── PROVIDED PASSAGE ──

Overview

Current status

Date updated: 2024-09-24.

Bacteria:

  • the latest release is incremental release 2024-08

  • total assemblies = 2,440,377 (1,932,812 in release 0.2, plus 507,565 in incremental release 2024-08)

Archaea:

  • the only release is 2024-07

  • total assemblies: 815

Where are the docs/data/methods?

There are three places to go, depending on what you want:

  1. Documentation: how to download and use the data/analysis files is described in this documentation you are currently reading

  2. Files: the data are all hosted on OSF: https://osf.io/xv7q9/, which includes assembly and analysis files. For bulk downloads, please read Bulk Downloads.

  3. Methods/code: in-depth methods details and files for reproducibility are stored in this github repository: https://github.com/AllTheBacteria/AllTheBacteria. If you are just using the data, you shouldn’t need to look there.

If you only want to use the data without caring about the methods then we suggest you read this documentation, which has the relevant links to OSF, as opposed to going directly to OSF.

Releases

The first batch of data is available as release 0.2. From then onwards we intend to make “incremental” releases, which contain new samples that are not included in older releases. This means that if you want the complete results for a particular analysis, you will need release 0.2 results plus all later incremental releases. When it makes sense to do so, we will make aggregated files of all the releases (ie 0.2 plus all incremental releases), so that you do not need to combine results yourself.

A brief history of AllTheBacteria

Original data

AllTheBacteria is a follow up to Grace Blackwell’s 661k dataset, which covered everything up to November 2018: https://doi.org/10.1371/journal.pbio.3001421.

Releases 0.1 and 0.2

In March 2024 we released version 0.1 of AllTheBacteria, which added 1,271,428 new assemblies to the 661k dataset, taking the total to 1,932,812 assemblies. It included all data up to May 2023. This is described in the bioRxiv preprint: https://doi.org/10.1101/2024.03.08.584059. The files were put on the EBI ftp site (https://ftp.ebi.ac.uk/pub/databases/AllTheBacteria/).

───
── DATA UNDER STUDY ──

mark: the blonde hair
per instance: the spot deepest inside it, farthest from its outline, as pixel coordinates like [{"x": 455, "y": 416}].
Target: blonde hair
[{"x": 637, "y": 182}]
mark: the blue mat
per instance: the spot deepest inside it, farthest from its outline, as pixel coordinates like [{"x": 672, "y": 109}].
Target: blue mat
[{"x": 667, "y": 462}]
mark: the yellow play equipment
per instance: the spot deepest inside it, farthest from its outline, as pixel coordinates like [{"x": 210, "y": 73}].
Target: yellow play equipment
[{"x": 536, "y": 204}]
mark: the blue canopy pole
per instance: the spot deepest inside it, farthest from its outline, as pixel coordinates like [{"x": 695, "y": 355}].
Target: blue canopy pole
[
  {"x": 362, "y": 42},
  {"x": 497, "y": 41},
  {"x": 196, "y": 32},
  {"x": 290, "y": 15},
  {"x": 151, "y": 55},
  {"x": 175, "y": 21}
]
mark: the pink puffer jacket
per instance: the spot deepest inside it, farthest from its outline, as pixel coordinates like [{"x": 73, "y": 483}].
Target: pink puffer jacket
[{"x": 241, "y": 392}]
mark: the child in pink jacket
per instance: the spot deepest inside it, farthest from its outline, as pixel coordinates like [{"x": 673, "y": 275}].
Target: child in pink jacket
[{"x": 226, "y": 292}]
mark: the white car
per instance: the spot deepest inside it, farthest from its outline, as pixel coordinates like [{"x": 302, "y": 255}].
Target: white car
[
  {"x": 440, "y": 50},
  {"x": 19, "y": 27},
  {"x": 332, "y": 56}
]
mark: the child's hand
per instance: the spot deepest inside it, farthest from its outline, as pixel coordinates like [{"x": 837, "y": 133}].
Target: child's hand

───

=== TASK A ===
Retype the part of the AllTheBacteria overview from "AllTheBacteria is a" up to and including "November 2018: https://doi.org/10.1371/journal.pbio.3001421.".
=== TASK B ===
In the AllTheBacteria overview, up to what month and year did Grace Blackwell's 661k dataset cover?

=== EXPECTED OUTPUT A ===
AllTheBacteria is a follow up to Grace Blackwell’s 661k dataset, which covered everything up to November 2018: https://doi.org/10.1371/journal.pbio.3001421.

=== EXPECTED OUTPUT B ===
November 2018